> [Supplied material]
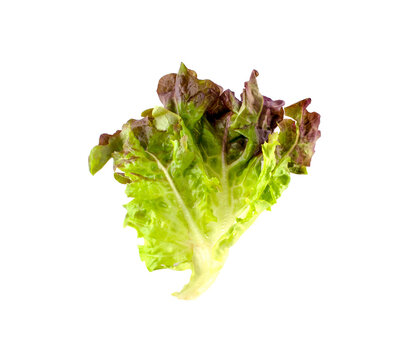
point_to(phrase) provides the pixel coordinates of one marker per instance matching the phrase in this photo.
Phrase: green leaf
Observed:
(201, 169)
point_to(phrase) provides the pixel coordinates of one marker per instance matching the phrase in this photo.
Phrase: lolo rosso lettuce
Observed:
(201, 168)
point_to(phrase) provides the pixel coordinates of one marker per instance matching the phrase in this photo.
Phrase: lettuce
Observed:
(201, 168)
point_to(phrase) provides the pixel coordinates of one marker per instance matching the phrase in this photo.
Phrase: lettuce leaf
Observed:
(201, 168)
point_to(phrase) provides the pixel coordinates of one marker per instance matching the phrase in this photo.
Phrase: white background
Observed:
(324, 275)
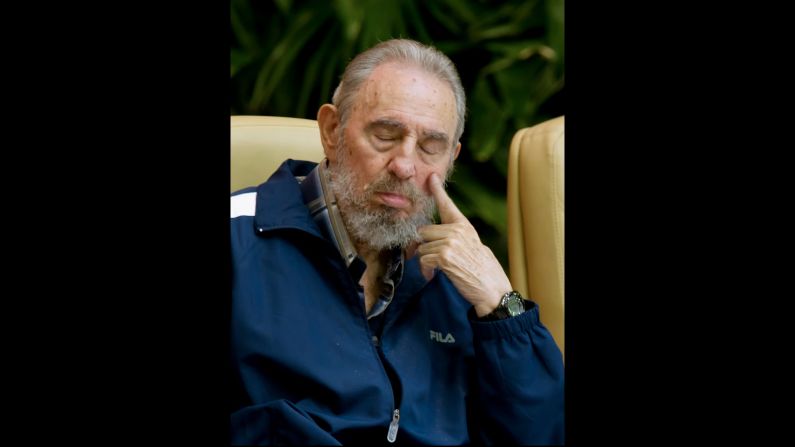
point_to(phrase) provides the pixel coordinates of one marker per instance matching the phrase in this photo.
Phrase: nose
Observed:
(402, 164)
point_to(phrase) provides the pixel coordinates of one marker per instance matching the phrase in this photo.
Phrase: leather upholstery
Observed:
(259, 144)
(535, 219)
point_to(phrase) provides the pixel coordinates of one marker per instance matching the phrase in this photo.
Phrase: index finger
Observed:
(447, 209)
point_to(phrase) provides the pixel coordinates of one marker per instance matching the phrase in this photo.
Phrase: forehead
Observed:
(408, 93)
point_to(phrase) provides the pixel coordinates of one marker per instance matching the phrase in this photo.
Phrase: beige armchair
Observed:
(535, 219)
(259, 144)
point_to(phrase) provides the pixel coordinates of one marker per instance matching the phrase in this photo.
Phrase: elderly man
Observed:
(357, 319)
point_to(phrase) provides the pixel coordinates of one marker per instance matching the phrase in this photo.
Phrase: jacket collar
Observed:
(280, 204)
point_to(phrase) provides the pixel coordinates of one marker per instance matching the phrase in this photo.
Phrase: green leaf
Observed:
(284, 54)
(284, 5)
(443, 18)
(351, 16)
(487, 124)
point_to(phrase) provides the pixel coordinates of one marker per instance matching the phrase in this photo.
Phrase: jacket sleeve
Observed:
(518, 382)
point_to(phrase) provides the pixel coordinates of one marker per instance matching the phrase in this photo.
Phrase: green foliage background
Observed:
(287, 56)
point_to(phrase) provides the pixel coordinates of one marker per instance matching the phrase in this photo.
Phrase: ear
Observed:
(329, 124)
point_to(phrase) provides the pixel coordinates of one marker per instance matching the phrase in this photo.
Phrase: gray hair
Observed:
(425, 57)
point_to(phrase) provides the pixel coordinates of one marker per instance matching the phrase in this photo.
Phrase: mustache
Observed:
(391, 184)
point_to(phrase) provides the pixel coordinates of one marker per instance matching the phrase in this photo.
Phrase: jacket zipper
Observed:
(393, 426)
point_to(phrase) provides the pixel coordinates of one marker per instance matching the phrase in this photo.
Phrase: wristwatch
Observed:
(511, 305)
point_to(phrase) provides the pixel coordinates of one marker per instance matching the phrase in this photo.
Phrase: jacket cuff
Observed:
(504, 328)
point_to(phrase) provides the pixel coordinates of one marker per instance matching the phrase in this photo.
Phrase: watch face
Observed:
(514, 304)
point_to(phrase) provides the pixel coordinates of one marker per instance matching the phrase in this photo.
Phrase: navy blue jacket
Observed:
(308, 368)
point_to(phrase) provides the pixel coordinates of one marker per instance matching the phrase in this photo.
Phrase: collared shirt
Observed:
(325, 211)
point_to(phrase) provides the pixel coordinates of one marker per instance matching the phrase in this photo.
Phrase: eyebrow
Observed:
(397, 125)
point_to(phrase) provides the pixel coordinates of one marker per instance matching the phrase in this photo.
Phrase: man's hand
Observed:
(454, 246)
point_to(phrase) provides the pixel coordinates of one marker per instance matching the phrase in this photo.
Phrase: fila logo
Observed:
(437, 336)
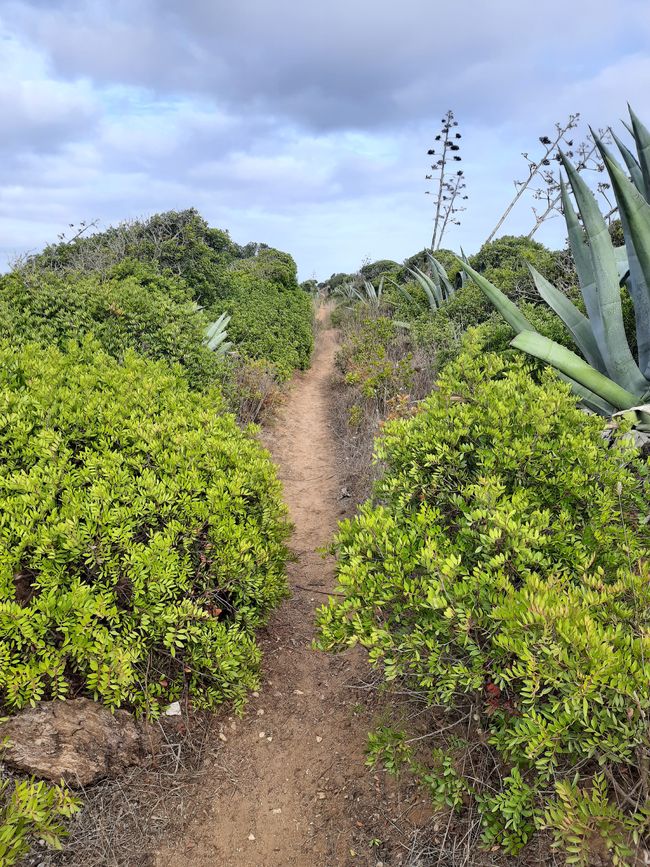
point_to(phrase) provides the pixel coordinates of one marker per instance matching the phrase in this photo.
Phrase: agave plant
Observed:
(609, 378)
(436, 286)
(216, 335)
(370, 296)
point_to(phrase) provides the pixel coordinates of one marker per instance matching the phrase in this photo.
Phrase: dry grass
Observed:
(123, 819)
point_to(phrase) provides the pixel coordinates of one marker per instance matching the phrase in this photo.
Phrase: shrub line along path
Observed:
(288, 785)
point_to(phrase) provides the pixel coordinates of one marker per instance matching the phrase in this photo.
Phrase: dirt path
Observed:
(289, 785)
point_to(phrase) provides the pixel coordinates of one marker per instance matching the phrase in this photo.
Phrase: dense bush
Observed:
(180, 242)
(501, 572)
(271, 317)
(131, 307)
(142, 535)
(504, 262)
(30, 811)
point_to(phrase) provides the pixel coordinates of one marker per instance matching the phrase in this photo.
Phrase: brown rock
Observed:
(78, 740)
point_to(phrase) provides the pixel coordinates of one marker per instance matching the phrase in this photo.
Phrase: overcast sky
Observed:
(301, 124)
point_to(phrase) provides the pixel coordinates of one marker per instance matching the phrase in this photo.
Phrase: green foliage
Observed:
(373, 271)
(504, 262)
(142, 534)
(371, 361)
(508, 817)
(612, 374)
(133, 286)
(176, 241)
(583, 820)
(502, 565)
(271, 317)
(132, 307)
(31, 811)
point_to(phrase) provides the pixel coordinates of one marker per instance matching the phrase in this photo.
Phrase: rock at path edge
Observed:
(77, 740)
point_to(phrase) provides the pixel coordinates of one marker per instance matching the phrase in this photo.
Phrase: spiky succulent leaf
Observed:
(428, 285)
(642, 141)
(632, 164)
(448, 289)
(579, 247)
(575, 368)
(588, 398)
(602, 297)
(507, 308)
(575, 321)
(634, 212)
(216, 335)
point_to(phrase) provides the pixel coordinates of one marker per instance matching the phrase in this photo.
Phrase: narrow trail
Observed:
(288, 786)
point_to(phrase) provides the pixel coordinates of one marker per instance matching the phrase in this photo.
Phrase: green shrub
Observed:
(504, 260)
(142, 534)
(132, 307)
(501, 571)
(373, 361)
(31, 811)
(178, 242)
(271, 317)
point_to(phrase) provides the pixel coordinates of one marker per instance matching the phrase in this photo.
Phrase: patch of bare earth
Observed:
(289, 785)
(286, 785)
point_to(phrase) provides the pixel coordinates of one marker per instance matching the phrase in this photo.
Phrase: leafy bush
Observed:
(31, 811)
(373, 358)
(132, 307)
(501, 571)
(142, 534)
(503, 262)
(180, 242)
(271, 317)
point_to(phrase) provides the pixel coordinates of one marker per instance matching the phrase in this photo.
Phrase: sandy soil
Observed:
(289, 786)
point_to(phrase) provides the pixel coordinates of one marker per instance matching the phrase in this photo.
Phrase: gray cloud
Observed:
(339, 65)
(301, 125)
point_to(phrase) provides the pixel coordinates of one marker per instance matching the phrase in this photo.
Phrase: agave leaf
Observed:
(434, 279)
(641, 414)
(642, 140)
(370, 291)
(634, 211)
(405, 293)
(578, 244)
(429, 287)
(623, 265)
(507, 308)
(632, 164)
(575, 368)
(595, 403)
(604, 305)
(575, 321)
(218, 326)
(442, 275)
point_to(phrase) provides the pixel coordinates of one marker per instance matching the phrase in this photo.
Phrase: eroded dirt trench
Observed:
(289, 785)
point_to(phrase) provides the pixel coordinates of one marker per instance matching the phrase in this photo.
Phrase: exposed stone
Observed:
(78, 740)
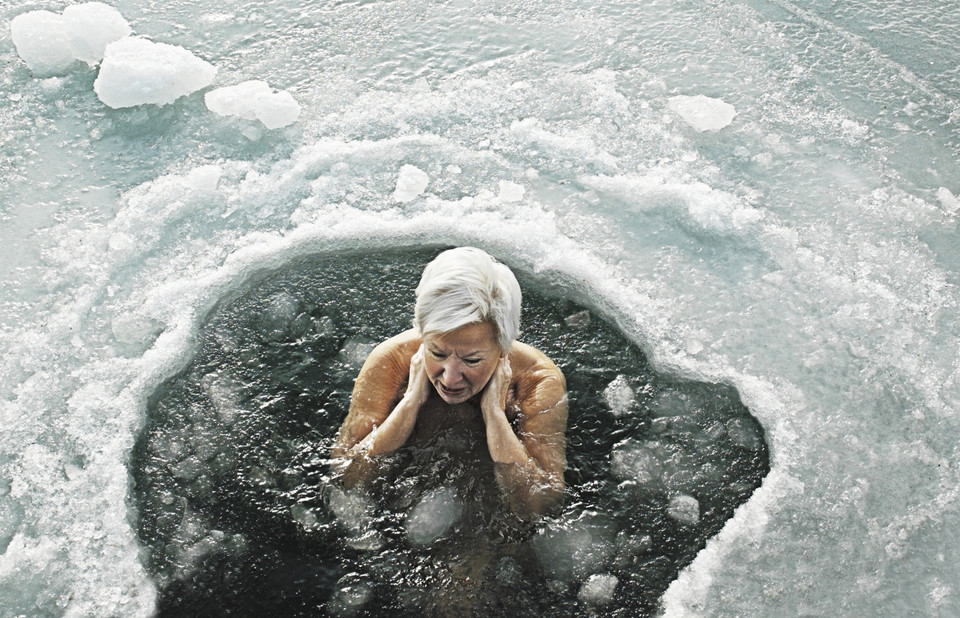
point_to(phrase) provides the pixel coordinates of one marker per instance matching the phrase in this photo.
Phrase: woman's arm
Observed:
(529, 463)
(380, 420)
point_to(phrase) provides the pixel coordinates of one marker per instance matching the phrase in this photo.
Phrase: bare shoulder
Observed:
(393, 353)
(538, 382)
(384, 373)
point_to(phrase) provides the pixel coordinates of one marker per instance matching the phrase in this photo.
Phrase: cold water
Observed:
(754, 194)
(241, 509)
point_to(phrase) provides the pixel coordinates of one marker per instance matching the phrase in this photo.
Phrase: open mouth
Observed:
(451, 392)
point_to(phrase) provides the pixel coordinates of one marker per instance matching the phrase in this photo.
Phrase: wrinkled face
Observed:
(460, 362)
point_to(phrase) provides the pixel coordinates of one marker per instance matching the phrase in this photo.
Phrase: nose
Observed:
(451, 373)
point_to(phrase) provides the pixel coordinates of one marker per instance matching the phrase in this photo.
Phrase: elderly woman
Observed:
(460, 364)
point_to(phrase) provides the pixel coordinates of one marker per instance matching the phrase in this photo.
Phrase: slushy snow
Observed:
(433, 516)
(411, 183)
(51, 43)
(948, 200)
(254, 100)
(91, 27)
(42, 40)
(701, 112)
(136, 71)
(598, 589)
(619, 396)
(684, 509)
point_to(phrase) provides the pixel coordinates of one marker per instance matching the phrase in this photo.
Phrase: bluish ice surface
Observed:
(806, 252)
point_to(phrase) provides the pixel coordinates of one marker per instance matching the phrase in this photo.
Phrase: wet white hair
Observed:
(464, 286)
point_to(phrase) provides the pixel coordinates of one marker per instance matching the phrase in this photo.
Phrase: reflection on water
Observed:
(241, 512)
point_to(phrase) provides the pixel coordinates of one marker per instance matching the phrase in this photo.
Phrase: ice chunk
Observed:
(598, 589)
(277, 109)
(701, 112)
(511, 191)
(744, 433)
(91, 27)
(619, 396)
(42, 40)
(203, 179)
(684, 509)
(578, 320)
(573, 549)
(433, 516)
(236, 100)
(254, 100)
(353, 591)
(356, 351)
(411, 182)
(634, 462)
(948, 200)
(136, 71)
(352, 509)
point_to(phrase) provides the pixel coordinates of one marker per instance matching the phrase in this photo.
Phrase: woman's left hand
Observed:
(496, 393)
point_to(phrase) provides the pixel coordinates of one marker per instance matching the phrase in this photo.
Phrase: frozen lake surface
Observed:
(756, 194)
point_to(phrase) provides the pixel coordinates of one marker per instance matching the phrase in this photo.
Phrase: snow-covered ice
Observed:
(42, 40)
(137, 71)
(254, 100)
(701, 112)
(433, 516)
(411, 183)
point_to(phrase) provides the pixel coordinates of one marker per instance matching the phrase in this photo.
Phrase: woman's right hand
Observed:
(418, 384)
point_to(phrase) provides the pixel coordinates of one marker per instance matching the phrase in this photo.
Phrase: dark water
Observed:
(242, 516)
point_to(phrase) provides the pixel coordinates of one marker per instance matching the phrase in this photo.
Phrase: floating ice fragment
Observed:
(356, 351)
(635, 462)
(136, 71)
(351, 509)
(572, 549)
(91, 27)
(949, 202)
(684, 509)
(236, 100)
(276, 110)
(411, 182)
(433, 516)
(598, 589)
(743, 433)
(42, 40)
(204, 178)
(511, 191)
(254, 100)
(578, 320)
(619, 396)
(353, 592)
(701, 112)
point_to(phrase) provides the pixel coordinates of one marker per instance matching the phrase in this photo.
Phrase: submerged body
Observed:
(413, 389)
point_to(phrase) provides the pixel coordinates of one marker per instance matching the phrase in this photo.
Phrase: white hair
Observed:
(464, 286)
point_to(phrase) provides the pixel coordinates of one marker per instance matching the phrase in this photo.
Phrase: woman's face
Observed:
(460, 362)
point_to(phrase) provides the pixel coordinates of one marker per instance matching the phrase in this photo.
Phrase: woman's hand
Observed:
(418, 384)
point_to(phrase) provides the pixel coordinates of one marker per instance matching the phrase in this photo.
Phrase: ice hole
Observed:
(241, 511)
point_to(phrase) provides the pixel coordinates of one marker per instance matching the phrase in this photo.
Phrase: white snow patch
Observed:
(411, 183)
(701, 112)
(137, 71)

> [Task] Which lines of the data include the string "patch"? Copy each of them.

> [Task answer]
Phrase: patch of bare earth
Phrase: white snow patch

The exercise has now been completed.